▼
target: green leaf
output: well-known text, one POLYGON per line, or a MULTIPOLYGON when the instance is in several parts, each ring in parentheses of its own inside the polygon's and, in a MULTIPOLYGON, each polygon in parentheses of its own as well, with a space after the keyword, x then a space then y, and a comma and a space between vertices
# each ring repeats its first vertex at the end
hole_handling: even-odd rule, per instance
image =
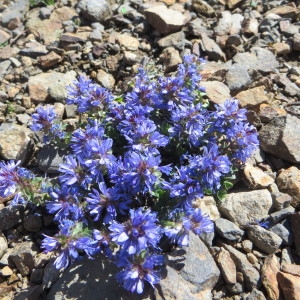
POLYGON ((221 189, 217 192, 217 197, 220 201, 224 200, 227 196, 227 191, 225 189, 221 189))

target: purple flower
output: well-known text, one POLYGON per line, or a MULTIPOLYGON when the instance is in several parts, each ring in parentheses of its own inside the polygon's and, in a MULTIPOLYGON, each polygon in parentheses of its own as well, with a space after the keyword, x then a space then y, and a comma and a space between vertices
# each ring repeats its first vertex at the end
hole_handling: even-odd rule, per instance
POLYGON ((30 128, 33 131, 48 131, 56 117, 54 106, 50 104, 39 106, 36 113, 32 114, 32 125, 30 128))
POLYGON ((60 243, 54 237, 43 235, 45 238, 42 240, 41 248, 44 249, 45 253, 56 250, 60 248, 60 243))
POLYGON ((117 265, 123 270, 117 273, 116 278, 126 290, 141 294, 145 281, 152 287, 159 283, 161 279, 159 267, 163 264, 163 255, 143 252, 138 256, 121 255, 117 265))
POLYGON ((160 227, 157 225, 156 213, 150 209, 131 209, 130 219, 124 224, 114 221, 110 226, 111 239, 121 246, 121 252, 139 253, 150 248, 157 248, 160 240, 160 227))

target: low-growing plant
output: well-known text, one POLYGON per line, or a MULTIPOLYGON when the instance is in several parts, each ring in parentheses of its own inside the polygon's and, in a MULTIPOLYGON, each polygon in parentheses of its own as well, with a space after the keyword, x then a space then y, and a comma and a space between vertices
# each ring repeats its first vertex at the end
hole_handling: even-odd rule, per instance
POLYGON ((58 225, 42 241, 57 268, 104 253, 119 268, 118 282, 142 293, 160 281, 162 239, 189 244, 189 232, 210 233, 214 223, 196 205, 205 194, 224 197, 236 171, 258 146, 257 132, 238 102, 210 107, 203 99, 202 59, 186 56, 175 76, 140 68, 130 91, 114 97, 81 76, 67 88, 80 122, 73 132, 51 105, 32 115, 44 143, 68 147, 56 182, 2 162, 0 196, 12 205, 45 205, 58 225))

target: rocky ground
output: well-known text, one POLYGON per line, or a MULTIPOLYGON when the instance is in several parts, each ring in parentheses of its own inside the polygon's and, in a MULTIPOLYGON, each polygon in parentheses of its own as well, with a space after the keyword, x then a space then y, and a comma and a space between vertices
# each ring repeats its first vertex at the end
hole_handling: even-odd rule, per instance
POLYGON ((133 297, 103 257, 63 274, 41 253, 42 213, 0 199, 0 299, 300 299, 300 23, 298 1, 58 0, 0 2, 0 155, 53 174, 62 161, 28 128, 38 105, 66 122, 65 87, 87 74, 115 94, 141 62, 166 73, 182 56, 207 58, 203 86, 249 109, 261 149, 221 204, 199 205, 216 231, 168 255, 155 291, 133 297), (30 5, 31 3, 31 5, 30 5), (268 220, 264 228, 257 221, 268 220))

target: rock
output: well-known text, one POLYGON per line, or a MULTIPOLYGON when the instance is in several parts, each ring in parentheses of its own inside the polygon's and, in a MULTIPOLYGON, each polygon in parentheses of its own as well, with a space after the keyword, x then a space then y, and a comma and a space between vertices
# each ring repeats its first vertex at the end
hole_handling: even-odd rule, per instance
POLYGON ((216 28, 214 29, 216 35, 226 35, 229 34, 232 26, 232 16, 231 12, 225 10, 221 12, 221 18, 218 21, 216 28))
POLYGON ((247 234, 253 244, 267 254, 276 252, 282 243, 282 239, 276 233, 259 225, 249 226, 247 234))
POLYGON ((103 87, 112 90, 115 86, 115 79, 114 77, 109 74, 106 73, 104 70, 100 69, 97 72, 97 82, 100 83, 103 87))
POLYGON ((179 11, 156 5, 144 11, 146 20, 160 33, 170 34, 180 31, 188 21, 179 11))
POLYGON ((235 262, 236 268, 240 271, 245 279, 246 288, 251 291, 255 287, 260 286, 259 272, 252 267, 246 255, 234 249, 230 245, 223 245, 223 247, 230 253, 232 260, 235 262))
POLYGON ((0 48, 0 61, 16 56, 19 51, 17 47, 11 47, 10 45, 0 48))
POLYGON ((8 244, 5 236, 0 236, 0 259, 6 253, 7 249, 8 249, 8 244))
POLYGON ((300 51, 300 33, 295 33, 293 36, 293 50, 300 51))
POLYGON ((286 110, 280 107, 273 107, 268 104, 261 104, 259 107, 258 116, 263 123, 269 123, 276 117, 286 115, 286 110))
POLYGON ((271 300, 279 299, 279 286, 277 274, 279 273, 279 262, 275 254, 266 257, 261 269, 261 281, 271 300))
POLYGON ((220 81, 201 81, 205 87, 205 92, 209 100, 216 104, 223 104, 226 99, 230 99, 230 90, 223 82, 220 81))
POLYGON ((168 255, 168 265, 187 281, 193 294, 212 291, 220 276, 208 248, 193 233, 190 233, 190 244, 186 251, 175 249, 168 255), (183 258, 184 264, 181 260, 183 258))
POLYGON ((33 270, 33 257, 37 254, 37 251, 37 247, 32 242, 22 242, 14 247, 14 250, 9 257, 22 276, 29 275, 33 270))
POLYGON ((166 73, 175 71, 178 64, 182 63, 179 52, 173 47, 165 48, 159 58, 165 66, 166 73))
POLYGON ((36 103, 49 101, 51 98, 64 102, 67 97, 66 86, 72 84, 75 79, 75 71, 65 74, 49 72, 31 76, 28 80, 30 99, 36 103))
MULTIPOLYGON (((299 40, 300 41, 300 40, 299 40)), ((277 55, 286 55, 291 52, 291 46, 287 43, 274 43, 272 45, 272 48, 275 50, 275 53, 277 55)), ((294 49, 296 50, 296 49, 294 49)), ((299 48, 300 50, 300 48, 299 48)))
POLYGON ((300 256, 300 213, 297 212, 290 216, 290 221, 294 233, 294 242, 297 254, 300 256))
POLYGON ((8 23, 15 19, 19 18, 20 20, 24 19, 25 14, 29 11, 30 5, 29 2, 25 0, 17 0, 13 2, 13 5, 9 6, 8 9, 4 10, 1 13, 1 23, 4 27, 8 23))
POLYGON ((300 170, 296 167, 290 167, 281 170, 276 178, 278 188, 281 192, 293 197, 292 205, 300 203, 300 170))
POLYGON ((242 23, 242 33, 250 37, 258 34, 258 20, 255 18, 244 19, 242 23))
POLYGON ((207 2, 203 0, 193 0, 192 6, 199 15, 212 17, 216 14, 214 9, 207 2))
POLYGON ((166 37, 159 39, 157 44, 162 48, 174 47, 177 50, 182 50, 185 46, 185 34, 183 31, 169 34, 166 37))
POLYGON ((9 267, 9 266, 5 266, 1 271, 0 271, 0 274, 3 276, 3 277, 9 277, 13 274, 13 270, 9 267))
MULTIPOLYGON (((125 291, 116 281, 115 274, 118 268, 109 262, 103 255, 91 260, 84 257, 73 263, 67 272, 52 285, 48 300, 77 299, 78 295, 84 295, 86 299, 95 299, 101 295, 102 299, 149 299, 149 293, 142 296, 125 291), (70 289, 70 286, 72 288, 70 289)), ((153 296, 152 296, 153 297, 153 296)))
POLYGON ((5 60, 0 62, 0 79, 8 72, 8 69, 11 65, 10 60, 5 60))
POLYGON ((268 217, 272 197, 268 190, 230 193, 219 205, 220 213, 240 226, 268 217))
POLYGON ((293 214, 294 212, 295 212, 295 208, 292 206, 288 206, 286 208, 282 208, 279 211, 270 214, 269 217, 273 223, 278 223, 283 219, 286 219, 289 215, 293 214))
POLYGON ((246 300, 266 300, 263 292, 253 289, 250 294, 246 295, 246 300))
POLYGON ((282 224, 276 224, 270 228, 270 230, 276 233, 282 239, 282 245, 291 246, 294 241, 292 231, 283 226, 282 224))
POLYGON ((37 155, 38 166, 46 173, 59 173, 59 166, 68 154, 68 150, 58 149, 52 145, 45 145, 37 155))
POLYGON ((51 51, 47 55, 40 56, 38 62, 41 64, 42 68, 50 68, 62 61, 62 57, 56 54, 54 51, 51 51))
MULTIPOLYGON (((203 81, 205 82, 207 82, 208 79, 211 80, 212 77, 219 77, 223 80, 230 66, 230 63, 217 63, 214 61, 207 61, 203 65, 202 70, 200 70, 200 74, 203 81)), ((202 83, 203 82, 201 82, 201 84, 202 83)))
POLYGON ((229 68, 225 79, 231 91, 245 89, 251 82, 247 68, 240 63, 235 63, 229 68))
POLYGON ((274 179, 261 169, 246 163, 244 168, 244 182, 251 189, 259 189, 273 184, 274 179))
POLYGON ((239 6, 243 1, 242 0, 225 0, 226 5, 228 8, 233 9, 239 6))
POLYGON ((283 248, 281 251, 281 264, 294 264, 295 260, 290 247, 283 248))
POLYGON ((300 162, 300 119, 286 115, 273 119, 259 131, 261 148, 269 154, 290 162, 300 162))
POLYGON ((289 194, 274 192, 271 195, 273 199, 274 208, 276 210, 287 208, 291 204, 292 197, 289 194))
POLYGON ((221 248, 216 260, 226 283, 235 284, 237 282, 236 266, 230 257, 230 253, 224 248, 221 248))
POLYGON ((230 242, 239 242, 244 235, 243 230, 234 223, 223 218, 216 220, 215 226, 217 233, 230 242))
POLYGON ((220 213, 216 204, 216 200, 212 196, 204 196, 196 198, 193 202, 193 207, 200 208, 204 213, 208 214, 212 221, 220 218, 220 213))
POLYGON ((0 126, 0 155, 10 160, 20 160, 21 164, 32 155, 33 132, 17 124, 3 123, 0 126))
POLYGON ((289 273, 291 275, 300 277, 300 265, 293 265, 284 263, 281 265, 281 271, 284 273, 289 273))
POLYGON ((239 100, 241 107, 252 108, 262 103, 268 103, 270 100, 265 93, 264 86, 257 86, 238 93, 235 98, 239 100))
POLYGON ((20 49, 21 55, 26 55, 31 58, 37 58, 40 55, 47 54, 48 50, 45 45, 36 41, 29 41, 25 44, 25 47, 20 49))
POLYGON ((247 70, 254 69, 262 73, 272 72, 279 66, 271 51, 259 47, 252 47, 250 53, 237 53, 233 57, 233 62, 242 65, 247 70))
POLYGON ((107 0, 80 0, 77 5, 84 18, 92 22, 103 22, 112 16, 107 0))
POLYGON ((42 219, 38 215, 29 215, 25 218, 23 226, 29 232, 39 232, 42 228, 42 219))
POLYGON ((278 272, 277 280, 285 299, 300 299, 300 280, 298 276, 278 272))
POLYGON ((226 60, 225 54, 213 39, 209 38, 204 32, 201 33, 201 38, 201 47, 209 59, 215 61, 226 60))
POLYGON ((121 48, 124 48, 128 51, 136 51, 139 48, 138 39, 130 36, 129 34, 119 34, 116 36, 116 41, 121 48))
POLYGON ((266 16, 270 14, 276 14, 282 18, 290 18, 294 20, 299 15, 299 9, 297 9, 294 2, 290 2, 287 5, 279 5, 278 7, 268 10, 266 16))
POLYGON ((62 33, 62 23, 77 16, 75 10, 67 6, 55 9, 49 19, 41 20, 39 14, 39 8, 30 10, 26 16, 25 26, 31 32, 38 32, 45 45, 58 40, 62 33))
▲
▼
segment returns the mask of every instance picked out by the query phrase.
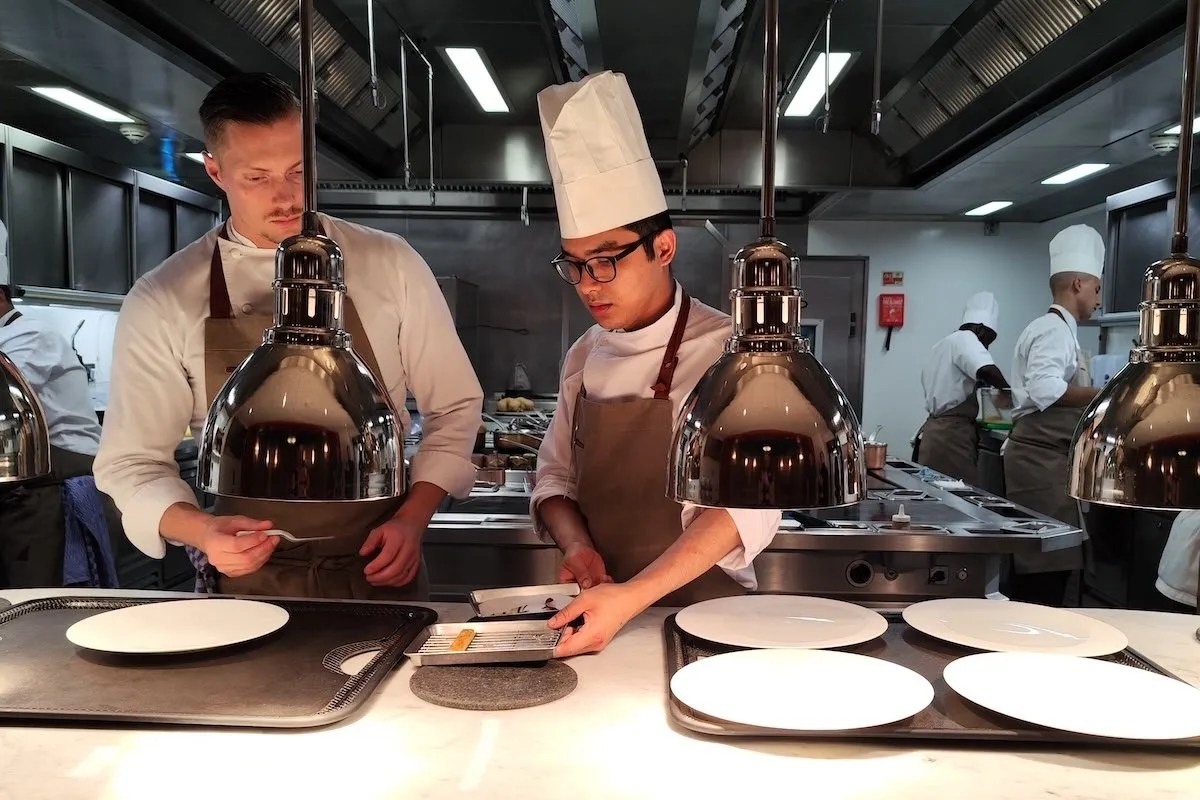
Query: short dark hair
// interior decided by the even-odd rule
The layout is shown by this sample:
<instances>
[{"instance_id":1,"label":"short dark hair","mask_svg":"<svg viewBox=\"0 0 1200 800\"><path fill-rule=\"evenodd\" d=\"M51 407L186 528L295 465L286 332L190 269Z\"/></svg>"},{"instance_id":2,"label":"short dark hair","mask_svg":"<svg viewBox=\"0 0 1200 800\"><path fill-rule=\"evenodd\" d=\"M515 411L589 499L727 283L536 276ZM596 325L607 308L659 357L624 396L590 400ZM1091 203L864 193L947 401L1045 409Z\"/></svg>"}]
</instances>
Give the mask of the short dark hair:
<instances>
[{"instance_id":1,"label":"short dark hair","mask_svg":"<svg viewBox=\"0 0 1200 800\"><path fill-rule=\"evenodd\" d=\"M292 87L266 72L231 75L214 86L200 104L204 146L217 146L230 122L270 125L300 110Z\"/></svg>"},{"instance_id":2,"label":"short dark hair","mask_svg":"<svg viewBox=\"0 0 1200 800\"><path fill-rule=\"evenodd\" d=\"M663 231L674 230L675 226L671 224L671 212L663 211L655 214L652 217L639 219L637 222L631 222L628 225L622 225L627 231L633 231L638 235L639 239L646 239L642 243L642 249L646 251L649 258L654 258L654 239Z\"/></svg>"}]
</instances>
▲
▼
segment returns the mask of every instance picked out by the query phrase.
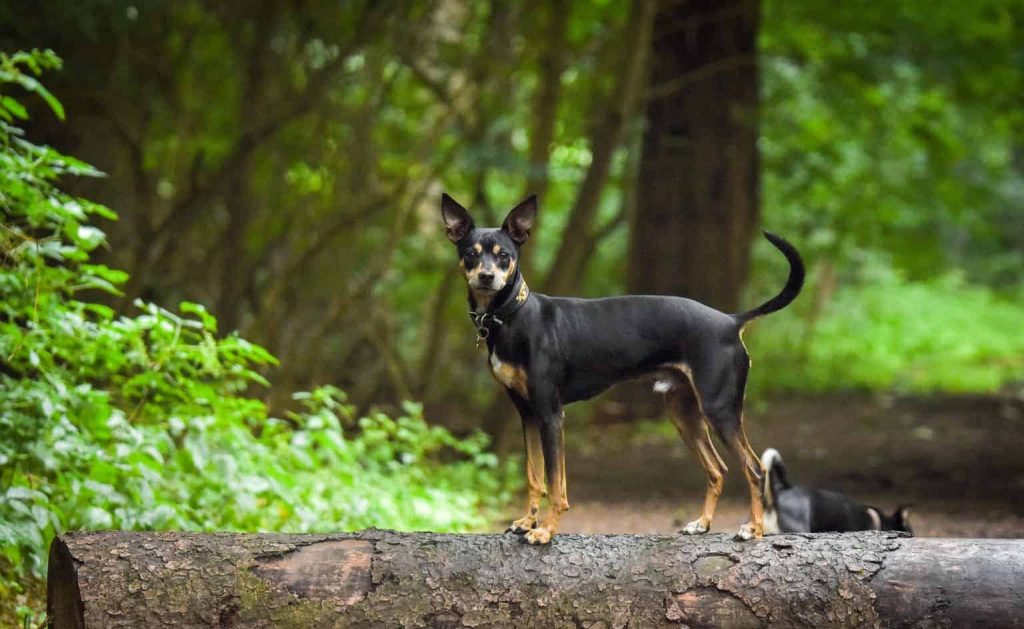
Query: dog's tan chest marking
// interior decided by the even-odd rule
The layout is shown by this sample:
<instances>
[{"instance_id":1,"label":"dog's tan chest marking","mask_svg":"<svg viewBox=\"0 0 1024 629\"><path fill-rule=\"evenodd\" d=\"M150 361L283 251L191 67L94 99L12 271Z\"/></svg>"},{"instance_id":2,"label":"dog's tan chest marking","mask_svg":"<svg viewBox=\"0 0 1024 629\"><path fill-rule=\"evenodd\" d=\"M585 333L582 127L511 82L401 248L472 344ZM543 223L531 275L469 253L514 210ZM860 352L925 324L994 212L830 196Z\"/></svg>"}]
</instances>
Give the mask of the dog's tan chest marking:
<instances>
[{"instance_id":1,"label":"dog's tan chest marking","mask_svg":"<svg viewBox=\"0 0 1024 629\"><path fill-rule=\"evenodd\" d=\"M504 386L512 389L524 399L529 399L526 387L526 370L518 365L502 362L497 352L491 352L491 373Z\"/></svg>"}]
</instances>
▲
Restate word for word every line from the one with "target: green leaf" up to and including the one with "target: purple flower" in the records above, minus the pictures.

target: green leaf
output: well-known text, one POLYGON per line, or a MULTIPOLYGON when the instance is in several parts, each ring in parentheses of its own inside the polygon's and, in a MULTIPOLYGON, each polygon in parentheses of its own as well, with a space after the keyword, x then a space then y, and a comma and a space between vertices
# each ring repeats its first vertex at the end
hole_handling: even-odd rule, per instance
image =
POLYGON ((221 189, 217 192, 217 197, 220 201, 224 200, 227 196, 227 191, 225 189, 221 189))

target: purple flower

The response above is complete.